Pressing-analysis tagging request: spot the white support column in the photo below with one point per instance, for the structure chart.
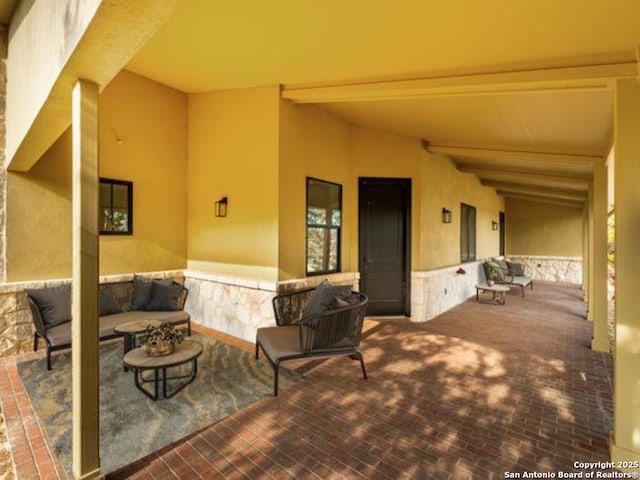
(585, 253)
(85, 373)
(590, 252)
(600, 341)
(625, 439)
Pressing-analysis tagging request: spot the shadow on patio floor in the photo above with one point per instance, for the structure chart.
(477, 392)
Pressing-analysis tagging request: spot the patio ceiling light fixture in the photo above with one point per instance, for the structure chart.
(446, 216)
(221, 207)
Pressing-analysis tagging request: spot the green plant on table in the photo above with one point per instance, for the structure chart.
(161, 335)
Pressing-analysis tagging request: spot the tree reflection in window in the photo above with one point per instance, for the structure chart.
(116, 207)
(324, 220)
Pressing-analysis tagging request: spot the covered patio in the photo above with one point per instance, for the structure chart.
(259, 149)
(477, 392)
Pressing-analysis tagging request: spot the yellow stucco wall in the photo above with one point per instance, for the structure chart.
(318, 144)
(313, 143)
(233, 152)
(142, 139)
(39, 217)
(542, 229)
(445, 187)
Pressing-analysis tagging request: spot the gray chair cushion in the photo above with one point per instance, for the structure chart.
(495, 272)
(501, 263)
(164, 297)
(54, 304)
(516, 269)
(279, 342)
(108, 304)
(60, 334)
(324, 298)
(521, 280)
(141, 292)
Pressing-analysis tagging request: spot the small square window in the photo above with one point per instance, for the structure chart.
(324, 221)
(116, 207)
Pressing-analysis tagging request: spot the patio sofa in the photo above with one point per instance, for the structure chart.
(504, 272)
(141, 299)
(314, 323)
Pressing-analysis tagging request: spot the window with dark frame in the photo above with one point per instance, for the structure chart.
(324, 222)
(116, 207)
(467, 233)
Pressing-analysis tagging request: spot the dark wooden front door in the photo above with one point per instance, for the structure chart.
(384, 244)
(502, 233)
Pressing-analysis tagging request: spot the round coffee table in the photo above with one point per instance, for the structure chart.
(497, 290)
(138, 360)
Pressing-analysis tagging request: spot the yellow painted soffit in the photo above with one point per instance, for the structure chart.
(211, 45)
(116, 32)
(7, 8)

☆ ☆ ☆

-- WHAT TO DO --
Rewrite all of the items above, swapping "structure chart" for "layout diagram" wherever it occurs and leaving everything else unchanged. Leave the pictures out of your answer.

-- TASK OUTPUT --
Pressing-analysis tagging request: spot the white support column in the photo below with one point per instance, for the layout diagram.
(585, 253)
(85, 373)
(590, 252)
(600, 341)
(625, 439)
Pressing-analysis tagging request: spot the shadow on patio floor in the photo above with one point per instance, for the layout diagram.
(477, 392)
Pressing-analysis tagging request: spot the patio ceiling light fixture in the photo above with one point per instance, for the layout diagram.
(446, 216)
(221, 207)
Pressing-analysis tagging request: spot the green plant on table in the photo above with one point per instance, for the layout diagram.
(161, 335)
Pressing-analysis tagging request: spot the tree reflection in window in the photo above with one point per instance, for the layout diagram.
(116, 207)
(324, 220)
Pressing-analysis tagging request: spot the covered patio in the photo above with one point per instance, for the layout diagram.
(259, 149)
(477, 392)
Pressing-analysis tagging request: spot the yellow stucco wall in the photo above with one point per instance, for the layout diagram.
(318, 144)
(313, 143)
(233, 152)
(142, 139)
(39, 217)
(542, 229)
(445, 187)
Pressing-analysis tagging request: spot the gray chair cushion in the photo above with one point per instance, for the layout diagram.
(495, 272)
(501, 263)
(164, 297)
(54, 304)
(516, 269)
(279, 342)
(108, 304)
(60, 334)
(324, 298)
(521, 280)
(141, 292)
Pressing-analysis tagging request: spot the small square window in the photo above with one point per instance, for the layout diagram.
(324, 221)
(116, 207)
Pressing-analysis tagging request: spot the patio sofa in the photo above with one point per instance, for the layout diagram.
(504, 272)
(141, 299)
(314, 323)
Pressing-analysis tagging request: spot the window with dark frame in the photo above with one point per instance, for the layout diagram.
(324, 222)
(116, 207)
(467, 233)
Pressing-analysis tagging request: spot the dark wooden front door in the photo above with one point per instance, for the layout diagram.
(384, 244)
(502, 233)
Pressing-analysis tagging request: spot the round coffee table in the photo above with one point per instance, for the layout diagram.
(497, 290)
(138, 360)
Pressing-analysis tagging request: spot the yellow painted soffit in the photo above with one point per instance, for the layout diagram.
(211, 45)
(116, 32)
(7, 8)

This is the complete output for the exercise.